### Required task:
Leave out pictures; repeat exactly the lines from the "Guideline: the keypoint for each instance of the bare" line through the last of the data below.

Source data

— BEGIN —

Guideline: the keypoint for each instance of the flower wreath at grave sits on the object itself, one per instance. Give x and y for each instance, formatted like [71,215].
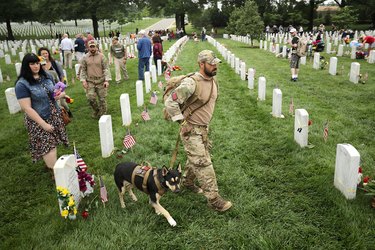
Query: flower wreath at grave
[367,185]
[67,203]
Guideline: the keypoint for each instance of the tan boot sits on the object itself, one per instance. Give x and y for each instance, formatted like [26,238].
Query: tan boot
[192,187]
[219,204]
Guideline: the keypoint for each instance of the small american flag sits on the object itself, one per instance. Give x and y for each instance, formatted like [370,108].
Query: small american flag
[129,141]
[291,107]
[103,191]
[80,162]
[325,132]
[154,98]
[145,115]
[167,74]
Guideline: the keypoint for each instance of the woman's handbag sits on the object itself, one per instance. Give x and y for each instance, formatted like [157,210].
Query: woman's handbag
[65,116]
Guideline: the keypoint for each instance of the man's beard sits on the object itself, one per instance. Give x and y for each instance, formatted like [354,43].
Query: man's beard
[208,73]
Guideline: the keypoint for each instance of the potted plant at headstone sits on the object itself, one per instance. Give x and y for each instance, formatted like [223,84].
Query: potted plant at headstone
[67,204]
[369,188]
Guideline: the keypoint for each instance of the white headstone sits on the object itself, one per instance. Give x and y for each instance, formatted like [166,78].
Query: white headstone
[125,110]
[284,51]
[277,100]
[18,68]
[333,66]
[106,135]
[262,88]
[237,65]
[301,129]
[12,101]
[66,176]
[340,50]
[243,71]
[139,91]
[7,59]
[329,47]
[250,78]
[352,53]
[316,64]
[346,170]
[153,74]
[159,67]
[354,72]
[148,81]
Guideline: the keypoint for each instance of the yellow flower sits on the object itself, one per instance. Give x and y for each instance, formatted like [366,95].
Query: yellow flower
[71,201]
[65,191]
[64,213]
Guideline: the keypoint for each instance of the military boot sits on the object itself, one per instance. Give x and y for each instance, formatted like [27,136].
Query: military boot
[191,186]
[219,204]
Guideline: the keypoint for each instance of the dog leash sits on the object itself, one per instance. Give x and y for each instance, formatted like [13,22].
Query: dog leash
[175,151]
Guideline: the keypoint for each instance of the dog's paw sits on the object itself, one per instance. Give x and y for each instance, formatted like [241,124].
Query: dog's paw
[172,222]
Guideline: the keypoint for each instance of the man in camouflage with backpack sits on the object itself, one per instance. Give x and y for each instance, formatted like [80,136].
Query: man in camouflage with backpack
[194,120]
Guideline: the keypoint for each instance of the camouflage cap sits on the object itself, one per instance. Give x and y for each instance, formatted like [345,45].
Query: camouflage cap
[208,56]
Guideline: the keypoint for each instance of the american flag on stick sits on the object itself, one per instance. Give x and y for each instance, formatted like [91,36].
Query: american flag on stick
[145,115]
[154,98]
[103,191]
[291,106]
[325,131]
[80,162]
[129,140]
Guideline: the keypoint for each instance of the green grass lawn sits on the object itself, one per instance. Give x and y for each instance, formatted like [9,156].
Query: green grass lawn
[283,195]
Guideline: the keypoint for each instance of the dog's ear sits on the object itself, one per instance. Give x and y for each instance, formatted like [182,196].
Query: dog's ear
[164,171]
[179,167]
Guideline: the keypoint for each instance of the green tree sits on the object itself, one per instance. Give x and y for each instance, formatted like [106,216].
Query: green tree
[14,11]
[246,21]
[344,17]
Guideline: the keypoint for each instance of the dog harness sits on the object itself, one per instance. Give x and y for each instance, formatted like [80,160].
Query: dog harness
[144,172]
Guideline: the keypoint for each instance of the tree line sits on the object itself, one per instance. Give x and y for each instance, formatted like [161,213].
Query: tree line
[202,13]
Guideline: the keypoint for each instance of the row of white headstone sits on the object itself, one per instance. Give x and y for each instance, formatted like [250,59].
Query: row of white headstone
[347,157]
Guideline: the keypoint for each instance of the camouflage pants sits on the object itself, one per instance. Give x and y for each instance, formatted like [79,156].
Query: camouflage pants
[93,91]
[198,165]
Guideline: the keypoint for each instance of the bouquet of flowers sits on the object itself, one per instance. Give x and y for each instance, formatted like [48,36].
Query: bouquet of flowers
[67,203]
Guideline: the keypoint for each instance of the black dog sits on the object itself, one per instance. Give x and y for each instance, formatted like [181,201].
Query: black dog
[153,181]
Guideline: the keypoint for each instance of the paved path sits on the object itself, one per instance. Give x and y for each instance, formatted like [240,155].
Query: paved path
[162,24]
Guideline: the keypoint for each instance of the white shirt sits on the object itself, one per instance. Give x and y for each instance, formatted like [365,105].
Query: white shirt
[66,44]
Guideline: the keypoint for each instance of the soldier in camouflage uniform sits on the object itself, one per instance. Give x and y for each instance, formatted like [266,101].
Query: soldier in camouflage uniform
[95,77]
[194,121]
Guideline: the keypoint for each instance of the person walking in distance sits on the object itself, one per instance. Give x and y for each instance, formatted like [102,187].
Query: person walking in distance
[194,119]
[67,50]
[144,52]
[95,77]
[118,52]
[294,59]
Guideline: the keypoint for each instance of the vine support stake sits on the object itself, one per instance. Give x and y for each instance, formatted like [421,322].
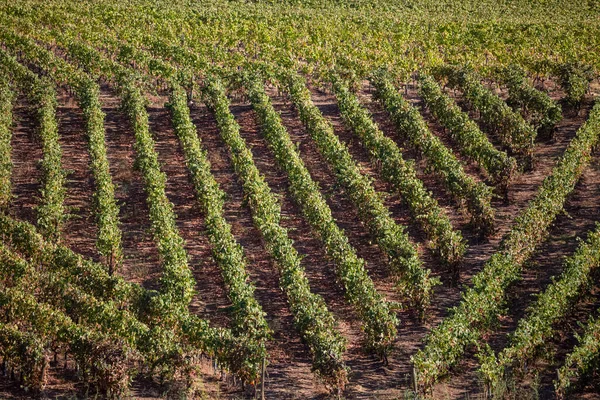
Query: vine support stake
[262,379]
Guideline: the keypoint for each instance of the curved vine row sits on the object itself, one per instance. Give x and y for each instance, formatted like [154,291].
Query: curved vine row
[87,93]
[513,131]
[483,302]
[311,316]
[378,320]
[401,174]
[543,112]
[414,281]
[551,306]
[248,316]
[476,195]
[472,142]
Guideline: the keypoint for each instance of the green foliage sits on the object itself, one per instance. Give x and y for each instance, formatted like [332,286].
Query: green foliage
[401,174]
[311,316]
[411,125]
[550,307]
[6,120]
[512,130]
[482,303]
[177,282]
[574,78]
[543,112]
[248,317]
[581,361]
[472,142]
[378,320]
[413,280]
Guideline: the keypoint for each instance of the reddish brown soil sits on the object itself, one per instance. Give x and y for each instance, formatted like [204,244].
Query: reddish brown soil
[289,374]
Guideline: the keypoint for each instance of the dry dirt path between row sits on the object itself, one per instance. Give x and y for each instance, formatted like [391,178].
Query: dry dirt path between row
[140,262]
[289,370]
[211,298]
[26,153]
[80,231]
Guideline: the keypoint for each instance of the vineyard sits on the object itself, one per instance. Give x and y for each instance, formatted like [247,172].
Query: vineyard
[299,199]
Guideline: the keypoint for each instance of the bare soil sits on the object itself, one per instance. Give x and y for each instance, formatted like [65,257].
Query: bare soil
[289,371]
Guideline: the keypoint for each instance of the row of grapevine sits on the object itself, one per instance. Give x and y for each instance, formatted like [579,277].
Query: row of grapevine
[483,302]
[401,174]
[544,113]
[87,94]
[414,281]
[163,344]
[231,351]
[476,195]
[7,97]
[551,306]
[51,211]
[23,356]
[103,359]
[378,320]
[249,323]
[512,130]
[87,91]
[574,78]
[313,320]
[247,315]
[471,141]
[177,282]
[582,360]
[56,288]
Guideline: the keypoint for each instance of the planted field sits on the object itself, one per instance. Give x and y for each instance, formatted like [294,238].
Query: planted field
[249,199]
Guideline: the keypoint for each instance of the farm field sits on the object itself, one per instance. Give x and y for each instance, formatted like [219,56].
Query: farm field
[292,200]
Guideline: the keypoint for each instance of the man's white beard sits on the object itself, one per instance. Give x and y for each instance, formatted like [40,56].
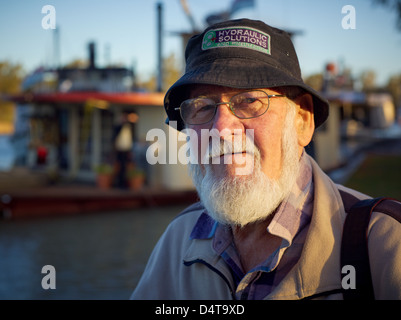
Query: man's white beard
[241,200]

— END —

### Output for this task:
Guideline: the keypoint for each instance of the bare soil sits on the object itself, one per instance. Give x and y for each instance, formatted like [65,257].
Query: bare soil
[289,371]
Guideline: the keypoint for each instance of the row of grapevine sits on the object itself, one per instance. Give x and y for each instance, formatted like [579,277].
Query: row of grapevine
[483,302]
[401,174]
[544,113]
[87,94]
[414,281]
[163,344]
[231,351]
[476,195]
[7,97]
[551,306]
[51,211]
[23,356]
[103,359]
[378,320]
[249,323]
[512,130]
[87,91]
[574,78]
[313,320]
[247,315]
[471,141]
[177,282]
[582,360]
[56,288]
Guideline: the keypoint for each instance of the planted field sits on the object itself, one per instance. Give x and y for each instance, formatted like [294,238].
Query: planted field
[249,199]
Guideline: the keypoint for each instance of the farm field sits on the object itself, one per instance. Give x and y for each instance, formatted like [219,56].
Query: farm field
[292,200]
Guideline: the keypoint for each instance of the man's white beard sits on the object itself, one per instance. Give x and y for each instance, formatted like [40,56].
Query: man's white beard
[241,200]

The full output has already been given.